### Textauszug
···
Die alten Freunde wurden komplett vergrault und zogen sich nach und nach zurück. Diejenigen, die altgewohnte Weihnachtskarten vermissten, waren „kleine Geister“. Man hatte nur vergessen, dass diese „kleinen Geister“ die Firma Lehmann treu unterstützt und stets das Fähnchen hoch gehalten hatten! Und sie sahen das Unheil schon lange kommen. Und sie wunderten sich, dass keiner bei Lehmann die Notbremse zog. Statt dessen herrschte dort das große Wort und die Schau, so als wäre nichts geschehen, als wäre es nicht eine Minute vor zwölf....
 

Noch deutlich im Ohr haben wir die Erzählungen des ersten Leiters der LGBoA in Amerika, wie drüben die maßgebenden Leute verhätschelt und verwöhnt wurden, und welchen Erfolg man damit hatte. Wie sich das alles in Form von Jahresgewinnen auswirkte. Lehmann selbst hatte so etwas nie nötig. Da herrschte die Meinung „die verdienen doch schon genug mit unserer Ware!“ 
Die Kartonagen wurden dünner, die schützende Papphülle entfiel, Etiketten wurden selbst und schwarz/weiß ausgedruckt, die Qualität der Artikel sank dank China gewaltig, dafür stiegen die Preise um so mehr. Das konnte doch nicht gut gehen! Der eXtra-Shop verprellte zuletzt die Kundschaft. Trotz gut gemeinter Hinweise schaffte man es nicht, ihn zu stoppen bzw. schnell wieder abzuschaffen. Und ein Neuheitenprogramm, das überwiegend aus Farbvarianten bestand, das kann man auch nicht nachvollziehen. Was hatte die Firma Lehmann in den Anfangsjahren für ein Tempo vorgelegt, - unsere Berichte zur LGB-Historie legen ein Zeugnis davon ab. Wir erinnern uns auch noch gut an die Aussage des Senior-Chefs in einem Interview, wonach man von jeder verdienten Mark 99 Pfennige wieder investieren müsse. Das ist dann aber schon lange her, denn sonst müsste man längst die Modelle im Programm haben, mit denen die Mitbewerber davon gezogen sind, bzw. die nach wie vor im LGB-Angebot fehlen.
···
### Bereitgestellte Angaben
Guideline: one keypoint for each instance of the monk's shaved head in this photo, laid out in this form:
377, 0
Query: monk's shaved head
···
### Aufgaben
**A.** Wie viele Pfennige von jeder verdienten Mark müsse man laut der Aussage des Senior-Chefs im Textauszug über die Firma Lehmann wieder investieren?
**B.** Gib die Stelle aus dem Textauszug über die Firma Lehmann wortgetreu wieder, beginnend bei „Die alten Freunde“ und endend bei „Minute vor zwölf....“.
**C.** Schreibe den Textauszug über die Firma Lehmann im Anschluss an seinen letzten Satz weiter.

### Lösungen
**A.** 99 Pfennige.

**B.**
Die alten Freunde wurden komplett vergrault und zogen sich nach und nach zurück. Diejenigen, die altgewohnte Weihnachtskarten vermissten, waren „kleine Geister“. Man hatte nur vergessen, dass diese „kleinen Geister“ die Firma Lehmann treu unterstützt und stets das Fähnchen hoch gehalten hatten! Und sie sahen das Unheil schon lange kommen. Und sie wunderten sich, dass keiner bei Lehmann die Notbremse zog. Statt dessen herrschte dort das große Wort und die Schau, so als wäre nichts geschehen, als wäre es nicht eine Minute vor zwölf....

**C.**
Jetzt ist es zu spät! Einzelne Aktivitäten wie die, USA-Sonderartikel zurück zu holen, oder auch die Gründung eines hauseigenen LGB-Clubs kamen viel zu spät. „Wer zu spät kommt, den bestraft das Leben“!
  

LGBoA war der erste Dominostein, der fiel! Und die Geschichten, die man drüben vom Niedergang der LGB hört, sind einfach aberwitzig, unfassbar! Einen derartig blühenden Laden so gegen die Wand zu fahren, das ist schon eine Kunst! Wo sind sie denn, die Modelle, die die Amerikaner kaufen wollten. Die „Galopping Goose”, die „Heisler“, die „Climax“, eine K 28 oder K 27? Stattdessen baute man eine „Mikado“, die keiner wollte, die große Antriebsprobleme hatte und die den Lehmann-Formenbau über ein Jahr blockierte. Und eine durchsichtige F 7 gab es auch....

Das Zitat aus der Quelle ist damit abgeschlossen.